Gli affari di cosa nostra nella "città babba"

Messina città “babba”, anzi isola felice in cui avviare e coltivare certi affari. Cosa nostra catanese, stando a quanto emerge dall’inchiesta “Beta”, condotta dalla Dda peloritana e dal Ros dei carabinieri, ha deciso di sfruttare a proprio vantaggio questa situazione. Quasi sotto traccia, in maniera silenziosa, senza spargimenti di sangue, la “costola” guidata dalla famiglia Romeo ha indossato i panni dell’imprenditore.

«Una cupola con le mani su una città asfittica, impoverita, ove alla paura si aggiunge la rassegnazione, con un faticoso presente per gli onesti e un estremamente incerto futuro per i giovani», osserva il gip Salvatore Mastroeni nell’ordinanza di custodia cautelare. Un provvedimento di cui risultano destinatari 30 indagati, 20 dei quali gravati dalla misura di massimo rigore. Dodici, invece, coloro ai quali viene contestata l’appartenenza a un’associazione mafiosa, collegata al clan Santapaola-Ercolano di Catania. Differenti i ruoli all’interno. Secondo l’accusa, Vincenzo Romeo avrebbe diretto le attività illecite, selezionato e organizzato gli investimenti economici, individuato quali svolgere mediante prestanomi. Non solo: si sarebbe fatto carico della gestione degli interessi sul territorio, curando i rapporti con gli altri gruppi criminali. Senza dimenticare il lucroso ambito dei giochi illegali e delle scommesse clandestine. Francesco Romeo, sarebbe intervenuto in prima persona negli affari e nelle decisioni più importanti, ad esempio, stabilendo quanto mettere sul piatto dal punto di vista economico. A Biagio Grasso sarebbe toccato occuparsi delle imprese edilizie e degli affari con una società immobiliare, «nonché delle società formalmente appartenenti al gruppo Borella». Inoltre, avrebbe partecipato ai lavori pubblici e a ciò che riguardava l’andamento aziendale e societario. Più spicci i compiti di Benedetto e Pasquale Romeo («intervengono nella commissione di reati funzionali alla presenza criminale sul territorio», recita il primo capo d’imputazione), mentre gli interessi di Pietro e Vincenzo Santapaola erano radicati nei campi strategici della grande distribuzione. Corse di cavalli ed esecuzione di azioni illecite sarebbero state invece di competenza di Antonio Romeo e Stefano Barbera.
▬▬▬▬▬▬
- [Compito richiesto] Secondo il testo fornito, a quale clan di Catania è collegata l'associazione mafiosa contestata a dodici indagati? Il materiale che segue non ha alcun ruolo in questo.

- [Sezione dati]
▬▬▬▬▬▬
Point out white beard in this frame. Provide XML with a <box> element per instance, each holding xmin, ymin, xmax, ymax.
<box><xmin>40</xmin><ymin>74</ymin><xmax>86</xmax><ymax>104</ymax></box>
▬▬▬▬▬▬
- [Risultato dell'esercizio] Al clan Santapaola-Ercolano.